→ Problems to solve
**a.** From the Naruto fight debate thread, extract the passage starting with "And I don't" and going on through "nearly killed Jiraiya.".
**b.** Write what comes next in the Naruto fight debate thread, continuing after its last line.

** Begin Source text **

But this point doesn't even matter, why? Because Pan countered Jiraiya's Oil for Konan, so at that point she could have stayed and helped, but Pain still told her to GTFO. Why? Because even though Pain could deal with Jiraiya's Oil for Konan, the effort of having to worry about protecting Konan throughout the match wouldn't be worth what Konan could bring to the table, because her level was too far off from Jiraiya's. It's the same thing with Kisame, he's not bringing enough to the table to offset the effort Itachi would have to endure to save his ass from the cross fire.



> Killer Bee protecting those two doesn't stop him from utlizing his other small scale techs like V1/V2 though. Both of which are troublesome to deal with. Roshi pushed Kisame to a high-diff, while Kisame getting his chest torn apart by Killer Bee called it a low-diff fight.


Protecting those two stopped B from using his strongest form. It also allowed Kisame to absorb his second V2 usage. So it heavily limited his performance in general. 

And I don't remember Kisame saying his fight against B was low diff, care to post a scan. Not saying it didn't happen, but I don't recall this at all.



> Using your logic, Jiraiya already had trouble with 4 tails Naruto alone, and he nearly died subduing one. Kisame low-diffed someone who's superior to 4 tails which nearly killed Jiraiya.


1) I don't agree that V2-B > KN4, KN4 has way better feats and Kyuubi has enough hype to support KN4 being > V2-B, as 50% Kyuubi was stated equal to all 8 of the other Bijuu Combined by Itachi

2) Kisame had multiple major advantages over B, that Jiraiya did not have against KN4

3) Though we don't know the circumstance completely, it seems likely that Jiraiya was heavily disadvantage against KN4. Not only is it strongly implied Naruto's transformation into KN4, came as a sudden surprise during Naruto's training with Jiraiya, so he was likely taken off guard. Jiraiya would not have wanted to hurt his pupil or his pupil to be hurt by the transformation (taken over by Kyuubi or permanently damaged by the shroud's properties), so he'd be forced to act fast and take risks he otherwise would not, this is likely why we see Jiraiya in Base at the end of the battle, because he likely could not afford to take time to enter Sage-Mode. This ontop of trying to fight KN4 w/o hurting Naruto.


So imo, Jiraiya took on a superior enemy while heavily disadvantaged. While Kisame heavily advantaged took on an inferior enemy.


----------



## Sapherosth (Dec 28, 2016)

Agree to disagree.


----------



## Ryuzaki (Dec 28, 2016)

Sapherosth said:


> Are you sure that Roshi has access to V1/V2 cloaks though?
> 
> When he was controlled by Obito, Son was bounded by the rods and was most likely forced to provide chakra/cooperate. Last time I checked, Son and Roshi weren't on good terms when they were alive.


I'm not.
I was under the impression that they were all able to, I know Yugito went full BM and then in the War Arc they were V1/V2.
It's possible that he can't but it doesn't change the overall point though, whatever mode he was in, likely got absorbed.


----------



## Sapherosth (Dec 28, 2016)

Ryuzaki said:


> I'm not.

** End Source text **
** Begin Given data **

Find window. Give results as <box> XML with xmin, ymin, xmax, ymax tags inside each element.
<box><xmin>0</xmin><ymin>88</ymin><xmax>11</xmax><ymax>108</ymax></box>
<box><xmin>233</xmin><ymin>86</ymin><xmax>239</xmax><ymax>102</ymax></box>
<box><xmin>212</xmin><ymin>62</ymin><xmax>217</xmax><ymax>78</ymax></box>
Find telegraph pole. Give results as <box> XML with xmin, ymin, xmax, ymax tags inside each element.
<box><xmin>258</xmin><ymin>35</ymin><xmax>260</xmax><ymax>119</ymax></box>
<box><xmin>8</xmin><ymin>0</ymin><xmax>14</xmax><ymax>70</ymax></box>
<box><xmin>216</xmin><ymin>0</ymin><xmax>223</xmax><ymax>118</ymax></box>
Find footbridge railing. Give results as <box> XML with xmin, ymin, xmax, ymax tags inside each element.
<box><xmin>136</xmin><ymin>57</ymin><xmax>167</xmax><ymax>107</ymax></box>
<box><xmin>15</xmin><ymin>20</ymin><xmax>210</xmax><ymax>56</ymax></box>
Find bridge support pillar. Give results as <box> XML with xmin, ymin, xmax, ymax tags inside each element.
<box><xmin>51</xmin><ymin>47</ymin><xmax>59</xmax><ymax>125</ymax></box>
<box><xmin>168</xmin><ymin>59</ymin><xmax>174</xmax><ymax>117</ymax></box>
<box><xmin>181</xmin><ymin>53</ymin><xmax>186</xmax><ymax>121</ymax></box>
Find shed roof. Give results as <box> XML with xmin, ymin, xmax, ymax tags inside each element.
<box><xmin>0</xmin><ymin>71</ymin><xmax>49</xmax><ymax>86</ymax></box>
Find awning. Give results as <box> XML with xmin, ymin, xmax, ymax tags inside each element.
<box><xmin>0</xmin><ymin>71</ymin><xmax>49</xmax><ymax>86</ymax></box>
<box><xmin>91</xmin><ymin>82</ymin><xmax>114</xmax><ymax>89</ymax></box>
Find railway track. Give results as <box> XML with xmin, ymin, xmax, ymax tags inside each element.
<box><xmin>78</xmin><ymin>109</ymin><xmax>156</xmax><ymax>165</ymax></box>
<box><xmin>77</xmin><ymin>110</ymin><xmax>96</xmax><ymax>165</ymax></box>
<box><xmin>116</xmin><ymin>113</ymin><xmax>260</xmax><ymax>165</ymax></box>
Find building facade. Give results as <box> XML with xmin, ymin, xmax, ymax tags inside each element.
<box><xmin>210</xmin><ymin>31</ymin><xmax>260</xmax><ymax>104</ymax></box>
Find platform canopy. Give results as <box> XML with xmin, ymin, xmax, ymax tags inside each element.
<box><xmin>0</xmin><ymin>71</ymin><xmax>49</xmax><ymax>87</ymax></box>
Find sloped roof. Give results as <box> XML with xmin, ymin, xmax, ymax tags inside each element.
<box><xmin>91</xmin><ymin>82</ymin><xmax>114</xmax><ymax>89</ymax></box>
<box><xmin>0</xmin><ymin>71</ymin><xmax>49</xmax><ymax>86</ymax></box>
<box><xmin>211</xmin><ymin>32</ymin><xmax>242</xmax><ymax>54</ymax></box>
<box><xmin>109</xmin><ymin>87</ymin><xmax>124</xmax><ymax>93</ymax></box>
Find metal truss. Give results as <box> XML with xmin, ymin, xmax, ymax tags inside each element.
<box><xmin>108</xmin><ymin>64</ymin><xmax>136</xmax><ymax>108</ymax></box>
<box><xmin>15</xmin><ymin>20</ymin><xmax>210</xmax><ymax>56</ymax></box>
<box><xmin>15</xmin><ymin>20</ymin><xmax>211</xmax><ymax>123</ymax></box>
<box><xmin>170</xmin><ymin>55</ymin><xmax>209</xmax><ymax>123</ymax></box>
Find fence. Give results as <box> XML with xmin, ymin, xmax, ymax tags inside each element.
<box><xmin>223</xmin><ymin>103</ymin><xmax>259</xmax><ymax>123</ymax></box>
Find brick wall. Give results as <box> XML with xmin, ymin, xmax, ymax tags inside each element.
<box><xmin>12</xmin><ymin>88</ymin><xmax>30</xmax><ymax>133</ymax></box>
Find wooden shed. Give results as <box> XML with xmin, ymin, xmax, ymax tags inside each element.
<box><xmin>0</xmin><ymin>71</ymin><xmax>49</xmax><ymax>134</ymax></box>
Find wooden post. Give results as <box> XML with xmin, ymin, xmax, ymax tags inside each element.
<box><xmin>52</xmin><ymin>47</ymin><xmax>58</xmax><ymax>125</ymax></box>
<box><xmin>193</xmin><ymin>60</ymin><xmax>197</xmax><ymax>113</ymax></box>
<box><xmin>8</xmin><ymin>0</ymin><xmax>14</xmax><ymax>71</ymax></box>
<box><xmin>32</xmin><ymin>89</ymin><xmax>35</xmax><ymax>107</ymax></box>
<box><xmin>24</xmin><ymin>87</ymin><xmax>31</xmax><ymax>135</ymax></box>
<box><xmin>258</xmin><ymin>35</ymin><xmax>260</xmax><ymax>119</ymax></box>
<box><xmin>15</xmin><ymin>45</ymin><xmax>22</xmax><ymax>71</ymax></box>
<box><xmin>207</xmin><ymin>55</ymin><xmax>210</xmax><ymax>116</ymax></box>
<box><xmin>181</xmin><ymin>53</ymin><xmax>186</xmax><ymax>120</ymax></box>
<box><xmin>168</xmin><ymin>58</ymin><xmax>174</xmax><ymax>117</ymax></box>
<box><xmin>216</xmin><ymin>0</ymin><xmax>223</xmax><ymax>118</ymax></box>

** End Given data **

→ Written responses
**a.**
And I don't remember Kisame saying his fight against B was low diff, care to post a scan. Not saying it didn't happen, but I don't recall this at all.



> Using your logic, Jiraiya already had trouble with 4 tails Naruto alone, and he nearly died subduing one. Kisame low-diffed someone who's superior to 4 tails which nearly killed Jiraiya.

**b.**
> I was under the impression that they were all able to, I know Yugito went full BM and then in the War Arc they were V1/V2.
> It's possible that he can't but it doesn't change the overall point though, whatever mode he was in, likely got absorbed.



It changes the point.

It means you think Samehada can absorb Roshi's Magma mode. A shit ton of magma at that, since Jins have huge volumes of chakra to begin with.


----------



## Ryuzaki (Dec 28, 2016)

Sapherosth said:


> It changes the point.
> 
> It means you think Samehada can absorb Roshi's Magma mode. A shit ton of magma at that, since Jins have huge volumes of chakra to begin with.


Lava chakra mode is probably not as potent in the waterdome


----------



## Hazuki (Dec 28, 2016)

i just want to say something quite logic
even if itachi wasn't here for real fight that won't change the result

-itachi said that* himself and kisame would have too much trouble and might have DIE against jiraiya alone *

*fews hours after , itachi and kisame almost DIE *if it wasn't for amaterasu ( one of the the stronger jutsu of itachi ms)
(it doens't matter if itachi want or not kill jiraiya , he was forced to use amaterasu his strongest offensive jutsu just to escape death from one jutsu of base jiraiya )

so what itachi said was logic ? YES


-itachi and kisame are both of them *akatsuki members *
jiraiya had *the pottential to beat pain* ( according and admit by pain himself),* the LEADER of akatsuki  *( who is the *STRONGEST among all its members *)

so what itachi said was logic ? YES

i still think that among akatsuki and expect the leaders)  only itachi can be a trouble for jiraiya , and no matter what member can come it won't change the end of the fight  as itachi said


----------



## Blaze Release (Dec 28, 2016)

Not going to bother with that statement because it can be interpreted in many ways.
i have lost count tbh.
What is interesting is how people conveniently try to dismiss Kisame's strength.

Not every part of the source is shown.